_WHAT TO PRODUCE_
All of the material below is to be returned exactly.

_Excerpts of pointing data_
--- begin ---
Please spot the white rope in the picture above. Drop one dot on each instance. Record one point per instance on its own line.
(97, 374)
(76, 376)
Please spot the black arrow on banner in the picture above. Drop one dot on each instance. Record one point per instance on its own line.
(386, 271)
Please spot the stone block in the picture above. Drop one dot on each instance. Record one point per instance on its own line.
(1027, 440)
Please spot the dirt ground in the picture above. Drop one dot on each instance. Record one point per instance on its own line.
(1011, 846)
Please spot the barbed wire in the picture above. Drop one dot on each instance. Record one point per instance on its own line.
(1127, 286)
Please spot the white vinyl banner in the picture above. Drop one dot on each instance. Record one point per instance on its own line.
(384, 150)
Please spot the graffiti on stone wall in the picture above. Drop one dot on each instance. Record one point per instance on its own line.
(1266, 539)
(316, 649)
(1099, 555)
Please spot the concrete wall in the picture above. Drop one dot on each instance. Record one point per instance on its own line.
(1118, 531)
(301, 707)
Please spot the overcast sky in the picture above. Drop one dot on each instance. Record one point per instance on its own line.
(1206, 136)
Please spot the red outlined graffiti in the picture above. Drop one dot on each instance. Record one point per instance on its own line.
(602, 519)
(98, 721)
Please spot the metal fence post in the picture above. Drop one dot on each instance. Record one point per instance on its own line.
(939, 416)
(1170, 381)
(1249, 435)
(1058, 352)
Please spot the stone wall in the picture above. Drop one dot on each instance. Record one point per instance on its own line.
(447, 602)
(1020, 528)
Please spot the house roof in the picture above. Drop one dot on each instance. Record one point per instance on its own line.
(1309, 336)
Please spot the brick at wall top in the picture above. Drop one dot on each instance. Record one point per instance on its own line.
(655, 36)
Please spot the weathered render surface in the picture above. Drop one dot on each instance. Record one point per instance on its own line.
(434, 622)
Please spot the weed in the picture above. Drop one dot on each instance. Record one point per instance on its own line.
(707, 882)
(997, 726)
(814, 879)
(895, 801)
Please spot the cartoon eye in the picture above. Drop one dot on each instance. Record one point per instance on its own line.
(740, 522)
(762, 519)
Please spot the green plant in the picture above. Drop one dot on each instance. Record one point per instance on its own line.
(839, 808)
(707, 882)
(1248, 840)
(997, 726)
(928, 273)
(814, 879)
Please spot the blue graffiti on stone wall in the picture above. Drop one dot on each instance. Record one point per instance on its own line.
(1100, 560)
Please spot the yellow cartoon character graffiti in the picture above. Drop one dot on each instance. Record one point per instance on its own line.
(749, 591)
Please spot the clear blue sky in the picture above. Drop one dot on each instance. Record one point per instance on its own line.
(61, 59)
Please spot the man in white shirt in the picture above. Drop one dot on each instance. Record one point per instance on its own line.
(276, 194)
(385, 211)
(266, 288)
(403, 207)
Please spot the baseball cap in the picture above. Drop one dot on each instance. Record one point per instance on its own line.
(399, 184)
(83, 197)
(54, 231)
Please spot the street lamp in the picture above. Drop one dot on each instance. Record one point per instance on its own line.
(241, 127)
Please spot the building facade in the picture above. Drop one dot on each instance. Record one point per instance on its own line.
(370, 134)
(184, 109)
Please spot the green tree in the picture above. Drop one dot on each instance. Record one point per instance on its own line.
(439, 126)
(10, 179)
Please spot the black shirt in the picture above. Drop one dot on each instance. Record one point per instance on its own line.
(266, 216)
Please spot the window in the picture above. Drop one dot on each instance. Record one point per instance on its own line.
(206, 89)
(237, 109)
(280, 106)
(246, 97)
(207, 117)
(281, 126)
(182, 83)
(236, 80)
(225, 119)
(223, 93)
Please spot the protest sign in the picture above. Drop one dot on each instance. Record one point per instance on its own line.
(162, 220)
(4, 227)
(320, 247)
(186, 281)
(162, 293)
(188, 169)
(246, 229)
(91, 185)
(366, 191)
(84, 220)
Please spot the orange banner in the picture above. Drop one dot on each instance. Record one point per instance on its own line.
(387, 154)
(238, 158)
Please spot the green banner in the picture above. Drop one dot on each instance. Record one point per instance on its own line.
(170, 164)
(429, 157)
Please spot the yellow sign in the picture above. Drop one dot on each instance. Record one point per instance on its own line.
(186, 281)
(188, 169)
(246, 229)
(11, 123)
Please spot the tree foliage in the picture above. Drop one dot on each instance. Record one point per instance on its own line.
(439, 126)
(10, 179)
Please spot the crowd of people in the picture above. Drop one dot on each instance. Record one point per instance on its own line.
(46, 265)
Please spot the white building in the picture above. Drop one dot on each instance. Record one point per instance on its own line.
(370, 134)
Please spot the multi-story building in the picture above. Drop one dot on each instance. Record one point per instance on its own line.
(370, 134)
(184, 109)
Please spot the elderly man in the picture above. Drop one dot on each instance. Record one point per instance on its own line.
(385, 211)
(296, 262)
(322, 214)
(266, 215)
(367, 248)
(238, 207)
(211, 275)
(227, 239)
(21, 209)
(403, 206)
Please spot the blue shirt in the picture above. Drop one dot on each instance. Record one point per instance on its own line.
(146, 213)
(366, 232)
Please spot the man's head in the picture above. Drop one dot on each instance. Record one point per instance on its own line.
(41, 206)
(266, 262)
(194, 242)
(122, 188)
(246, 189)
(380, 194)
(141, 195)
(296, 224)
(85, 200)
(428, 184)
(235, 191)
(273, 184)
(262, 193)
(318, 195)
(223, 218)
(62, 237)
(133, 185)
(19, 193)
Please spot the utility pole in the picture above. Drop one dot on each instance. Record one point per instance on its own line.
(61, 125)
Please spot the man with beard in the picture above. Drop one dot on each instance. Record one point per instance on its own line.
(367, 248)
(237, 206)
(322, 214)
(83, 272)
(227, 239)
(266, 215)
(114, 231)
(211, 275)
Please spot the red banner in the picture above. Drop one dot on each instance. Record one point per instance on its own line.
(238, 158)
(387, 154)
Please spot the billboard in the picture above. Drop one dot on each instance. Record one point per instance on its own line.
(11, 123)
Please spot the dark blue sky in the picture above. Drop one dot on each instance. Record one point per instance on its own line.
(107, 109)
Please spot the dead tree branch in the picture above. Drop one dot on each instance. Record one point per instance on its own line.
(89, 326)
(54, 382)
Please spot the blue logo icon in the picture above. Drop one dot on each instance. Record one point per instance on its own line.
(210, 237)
--- end ---
_RESULT_
Please spot the white rope in the picture above. Drop one dot on each instance. Record one point per instance on its own line.
(97, 374)
(76, 376)
Please spot the black arrow on banner in the picture above. Drop one dot on each instance. Record one point per instance on its own line.
(386, 271)
Please spot the stone block in the picture above. Drop one dot on each instance. Record one point per instance on its own line.
(1027, 440)
Please spot the dirt ground in the picture above. Drop one dot on each instance. Record one point per instance on its own line.
(1011, 846)
Please spot the barbed wire in the picture above. Drop one dot on each instance. Record one point per instance on its own line.
(1127, 286)
Please spot the white vinyl banner in the picture above. Drop one dot on each instance. Record one point per instance on its own line.
(384, 150)
Please spot the graffiti on stone wall in the picture above. Drop one dot on each instance. Record one point per instance on its own line.
(1266, 539)
(316, 649)
(1099, 555)
Please spot the concrete wall in the picture above. Drop one dot on each instance. Record one point per instance on its own line.
(1118, 531)
(301, 707)
Please spot the overcast sky in the picture above. Drop one dot on each instance. Record one point per instance on its own line.
(1206, 136)
Please spot the red outlined graffiti in the picture above. Drop one dot on each instance. Record one point per instance on its own line.
(602, 519)
(98, 721)
Please spot the metal fence post in the picture above. Drop one dot on each instance. Record one point per instance on its own line.
(939, 416)
(1170, 381)
(1249, 435)
(1058, 352)
Please spot the stone wall in the picture above. Drop one dot on each instance. Record one point per instance on its own line.
(447, 602)
(1020, 528)
Please spot the house roof in the picture above. Drop one dot on each instance. Record one point per instance on its own line.
(1309, 336)
Please spot the brick at wall top in the picture above. Drop one dot on each instance. Record one point per instance on its own line.
(655, 36)
Please spot the weathered render surface in the picture above. Drop one dot on each instance. Record one point per instance on its own line.
(434, 622)
Please spot the weed in the picture above. Drop one dot on each instance. Record one point per instance on its own line.
(707, 882)
(997, 726)
(814, 879)
(895, 801)
Please spot the cartoon eye in the picture above. Drop one dot on each instance. Record one point per instance on its own line.
(740, 522)
(762, 519)
Please spot the green plant in the picture above. Drop one dot on each instance. Record one point per instance on its own line.
(839, 808)
(707, 882)
(1248, 840)
(997, 726)
(928, 273)
(814, 879)
Please spot the blue graffiti on stone wall in the picture above. Drop one dot on each instance. Record one point per instance on its own line.
(1100, 560)
Please spot the yellow cartoon character graffiti in the picture above. Drop one dot on each instance. Record one point per instance on its own line.
(749, 591)
Please spot the clear blue sky in the picture above. Drop one dot on each instance. Record one point per instance on its own line.
(61, 59)
Please spot the man in white shirt in the picture above. Drop one dot on each instance. Record one point per instance on its own line.
(276, 194)
(385, 211)
(266, 288)
(403, 207)
Please spot the baseball cap in the picture above. Drop one dot on each instance. Record one point per instance on its own line.
(399, 184)
(83, 197)
(54, 231)
Please spot the street lamp in the picture above. Drop one dot on each instance. Record one point per instance on its own line.
(241, 127)
Please spot the building facade in the picture above. Drop one dot on each instance. Record one point per instance on its own line.
(370, 134)
(184, 109)
Please spot the green tree in the picture above. Drop one dot on each instance. Record one point per instance on its own line.
(439, 126)
(10, 179)
Please spot the black shirt in the picture above. Drop one dot on each instance. Record one point per instance on its own line.
(266, 216)
Please spot the window in the picture above. Drop one dot on each instance. Record one point per instance on its own line.
(206, 89)
(237, 109)
(280, 106)
(246, 97)
(207, 117)
(281, 126)
(182, 83)
(236, 80)
(225, 119)
(223, 93)
Please spot the protest sign in the picture above. Drop one dot on each instance. Record one point per instance on its own line.
(162, 220)
(4, 227)
(320, 247)
(186, 281)
(162, 293)
(188, 169)
(246, 229)
(91, 185)
(366, 191)
(84, 220)
Please spot the orange banner in the picture above. Drop one dot on each instance. Record one point per instance on its own line.
(387, 154)
(238, 158)
Please spot the green banner in the picture above. Drop one dot on each instance. Record one point per instance on its own line.
(170, 164)
(429, 157)
Please spot the yellow sign in the picture above. Drop one dot on each instance. Record one point per instance on its own line.
(186, 281)
(188, 169)
(246, 229)
(11, 123)
Please spot the tree foliage in the picture above. Drop one dot on each instance. Record one point per instance on its own line.
(439, 126)
(10, 179)
Please spot the crowd of people in the picture above. Drop one dot on each instance. Record one point per instance on its own line.
(46, 265)
Please spot the white building in the picture above. Drop one dot on each instance. Record one point per instance on its own line.
(370, 134)
Please spot the multi-story building in the picture above. Drop one dot on each instance. Record one point per instance on its own line.
(370, 134)
(184, 109)
Please spot the elderly man in the picture above. Drop one dot on each instance. Record one point per instance on its own line.
(385, 211)
(296, 262)
(322, 214)
(266, 215)
(367, 248)
(238, 207)
(211, 275)
(227, 239)
(21, 209)
(403, 206)
Please spot the blue shirt in the picture above. Drop one dot on each instance. Record one point per instance on its own line.
(146, 213)
(366, 232)
Please spot the man's head in the picture above. Drop one dot on each instance. Record one point per instance on its own line.
(41, 206)
(266, 262)
(194, 242)
(122, 188)
(246, 189)
(380, 194)
(141, 195)
(296, 224)
(85, 200)
(428, 184)
(235, 191)
(273, 184)
(262, 193)
(318, 195)
(223, 218)
(62, 237)
(133, 185)
(19, 193)
Please spot the utility pole in the picture above. Drop one dot on each instance. Record one point per instance on its own line.
(61, 125)
Please spot the man with beard in the picture above. Drop one dot on each instance. Record one point per instance on its own line.
(367, 248)
(237, 206)
(322, 214)
(83, 272)
(227, 239)
(266, 215)
(114, 231)
(211, 275)
Please spot the red banner in the picture above. Drop one dot on each instance. Record one point per instance on its own line.
(238, 158)
(387, 154)
Please spot the billboard in the picture above. Drop one dot on each instance. Record one point per instance on its own line.
(11, 123)
Please spot the dark blue sky in the picture above. Drop one dot on each instance. Record one point per instance on its own line.
(107, 109)
Please spot the dead tree branch in the picture above. Drop one dot on each instance. Record one point per instance on its own line.
(89, 326)
(54, 382)
Please spot the blue logo icon in the picture above. Drop one dot on each instance. Record one point per instance on its own line.
(210, 237)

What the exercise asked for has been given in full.